*Consignes*:
a) Dans l'article sur les chantiers de santé, combien de Français n'ont pas de médecin traitant ?
b) Veuillez reproduire sans changement le passage de l'article sur les chantiers de santé qui commence par les mots contenant "Dans un contexte" et s'achève sur "notamment pour l’hôpital.".

*Texte du document*:
Dans un contexte de crise sanitaire et budgétaire, Emmanuel Macron devra rapidement lancer plusieurs chantiers prioritaires. Promesse de campagne, la « conférence des parties prenantes » devra impérativement se traduire par des objectifs concrets et des moyens chiffrés, notamment pour l’hôpital.
Taxé d’immobilisme, Emmanuel Macron brille pour l’instant par sa discrétion. Accès aux soins, prévention, dépendance… Certains chantiers confinent pourtant à l’urgence. Promesse de campagne, la grande « conférence des parties prenantes » devra rapidement se traduire par des objectifs concrets et des moyens chiffrés. Une donnée symbolique illustre l’ampleur de la tâche : six millions de Français n’ont pas de médecin traitant. Des mesures structurelles seront indispensables pour réduire les pertes de chance, en particulier dans les territoires les plus isolés. Autre enjeu critique, la prévention sera-t-elle enfin traitée comme une priorité publique ? L’intitulé du ministère marque une franche rupture idéologique. Derrière l’affichage politique, le nouveau gouvernement devra dévoiler sa stratégie et investir massivement, quitte à solliciter les assureurs complémentaires*. Maintes fois reportée, la réforme du grand âge ne pourra pas non plus être éludée, notamment dans ses dimensions économiques et organisationnelles. Comment financer le progrès sans creuser la dette ? L’équation relève du casse-tête budgétaire, maîtrise du déficit oblige. Les experts sont formels : la santé devra être considérée comme un investissement, et non plus comme un coût.

*Données du jeu*:
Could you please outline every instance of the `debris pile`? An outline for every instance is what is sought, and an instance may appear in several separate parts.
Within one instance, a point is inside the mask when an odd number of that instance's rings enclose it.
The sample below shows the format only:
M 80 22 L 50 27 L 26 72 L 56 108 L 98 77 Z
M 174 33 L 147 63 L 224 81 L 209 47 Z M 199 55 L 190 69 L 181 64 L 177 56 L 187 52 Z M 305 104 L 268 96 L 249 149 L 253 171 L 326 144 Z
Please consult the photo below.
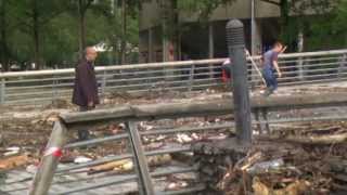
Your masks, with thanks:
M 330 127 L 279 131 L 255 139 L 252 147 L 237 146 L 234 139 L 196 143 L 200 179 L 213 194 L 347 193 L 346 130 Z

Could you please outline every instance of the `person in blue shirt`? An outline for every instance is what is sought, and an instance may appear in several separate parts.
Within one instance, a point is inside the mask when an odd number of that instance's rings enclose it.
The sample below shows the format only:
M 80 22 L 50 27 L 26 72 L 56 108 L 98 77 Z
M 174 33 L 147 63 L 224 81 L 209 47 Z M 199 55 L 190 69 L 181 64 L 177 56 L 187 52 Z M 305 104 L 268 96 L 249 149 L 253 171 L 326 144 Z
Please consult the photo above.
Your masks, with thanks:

*Résultats par tâche*:
a) Six millions de Français n'ont pas de médecin traitant.

b)
Dans un contexte de crise sanitaire et budgétaire, Emmanuel Macron devra rapidement lancer plusieurs chantiers prioritaires. Promesse de campagne, la « conférence des parties prenantes » devra impérativement se traduire par des objectifs concrets et des moyens chiffrés, notamment pour l’hôpital.